◆ **DATA FOR THE TASK**:
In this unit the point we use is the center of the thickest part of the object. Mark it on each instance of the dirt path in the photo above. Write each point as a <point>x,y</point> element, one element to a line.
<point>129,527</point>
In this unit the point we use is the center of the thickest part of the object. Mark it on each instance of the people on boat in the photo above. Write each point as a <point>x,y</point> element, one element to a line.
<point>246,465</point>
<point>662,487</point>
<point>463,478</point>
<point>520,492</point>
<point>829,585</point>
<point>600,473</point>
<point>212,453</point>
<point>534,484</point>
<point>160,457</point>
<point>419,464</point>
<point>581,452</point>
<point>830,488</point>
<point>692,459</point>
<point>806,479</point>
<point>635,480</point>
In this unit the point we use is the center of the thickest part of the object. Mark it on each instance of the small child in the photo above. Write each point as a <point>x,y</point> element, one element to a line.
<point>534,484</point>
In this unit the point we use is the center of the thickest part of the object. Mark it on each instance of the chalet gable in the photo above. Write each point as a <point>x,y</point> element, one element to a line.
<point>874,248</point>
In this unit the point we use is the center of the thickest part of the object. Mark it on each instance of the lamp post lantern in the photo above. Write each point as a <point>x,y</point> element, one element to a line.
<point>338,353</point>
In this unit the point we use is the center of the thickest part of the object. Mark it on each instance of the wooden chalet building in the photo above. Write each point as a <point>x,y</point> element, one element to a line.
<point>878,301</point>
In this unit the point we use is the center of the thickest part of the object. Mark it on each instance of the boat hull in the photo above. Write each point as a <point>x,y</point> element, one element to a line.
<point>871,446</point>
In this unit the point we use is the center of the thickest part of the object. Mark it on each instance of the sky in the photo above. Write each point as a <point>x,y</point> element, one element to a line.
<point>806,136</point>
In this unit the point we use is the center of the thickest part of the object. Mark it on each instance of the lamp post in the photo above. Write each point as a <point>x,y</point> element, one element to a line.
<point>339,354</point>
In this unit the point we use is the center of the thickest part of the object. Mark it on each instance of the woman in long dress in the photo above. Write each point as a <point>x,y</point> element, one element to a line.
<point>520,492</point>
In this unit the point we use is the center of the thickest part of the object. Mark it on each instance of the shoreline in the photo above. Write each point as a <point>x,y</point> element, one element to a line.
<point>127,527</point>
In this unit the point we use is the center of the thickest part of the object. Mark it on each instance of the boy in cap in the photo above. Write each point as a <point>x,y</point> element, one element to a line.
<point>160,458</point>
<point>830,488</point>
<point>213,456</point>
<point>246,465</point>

◆ **AIM OF THE TASK**: What you return must match the entries exactly, word for word.

◆ **WRITTEN ANSWER**:
In this unit the point we use is the center of the thickest part of the object. Mark it on each instance of the dirt path in the photo above. Write each point as a <point>x,y</point> element, one element to a line.
<point>129,527</point>
In this unit the point we use is the center of the thickest part of the object. Mark it on each instance of the people on boat in the photo above. Write each point as a <point>x,y</point> element, one element to a line.
<point>246,465</point>
<point>662,487</point>
<point>463,478</point>
<point>520,492</point>
<point>829,585</point>
<point>600,473</point>
<point>212,453</point>
<point>534,484</point>
<point>160,457</point>
<point>419,464</point>
<point>581,452</point>
<point>830,488</point>
<point>692,459</point>
<point>806,479</point>
<point>635,480</point>
In this unit the point we use is the center of the thickest part of the object. Mark it on each instance of the small child in the photo above. Write each point as a <point>x,y</point> element, one element to a line.
<point>534,484</point>
In this unit the point we use is the center of the thickest part of the object. Mark it on each instance of the chalet gable in the photo above. Write each point as a <point>x,y</point> element, one element to a line.
<point>874,248</point>
In this unit the point we use is the center of the thickest part of the object. Mark it on each instance of the lamp post lantern in the photo above. Write each point as a <point>x,y</point> element, one element to a line.
<point>338,353</point>
In this unit the point we use is the center of the thickest part of the object. Mark it on each instance of the wooden chalet building in the photo above. Write each point as a <point>x,y</point> element, one element to a line.
<point>878,301</point>
In this unit the point we use is the center of the thickest part of the object. Mark it on each instance of the boat hull in the photo above. Write each point as a <point>x,y</point> element, one element to a line.
<point>871,446</point>
In this unit the point we use is the center of the thickest part of the object. Mark it on each instance of the sky in the photo above. Write each point as a <point>x,y</point> element, one element to a line.
<point>806,136</point>
In this unit the point we use is the center of the thickest part of the object. Mark it on each instance of the lamp post in the photo above. Write each point as a <point>x,y</point> element, one element to a line.
<point>339,354</point>
In this unit the point we use is the center of the thickest part of the object. Mark it on each instance of the woman in long dress in the photo above. Write each point as a <point>x,y</point> element, one element to a line.
<point>520,492</point>
In this unit the point we use is the center of the thickest part of the object. Mark it on each instance of the shoreline in the photo above. Write each point as a <point>x,y</point> element, one element to a line.
<point>127,527</point>
In this unit the point we use is the center of the thickest part of the object. Mark it on each instance of the boy in cap in the photo above. Write each point as a <point>x,y</point> element, one element to a line.
<point>160,458</point>
<point>830,488</point>
<point>213,456</point>
<point>246,465</point>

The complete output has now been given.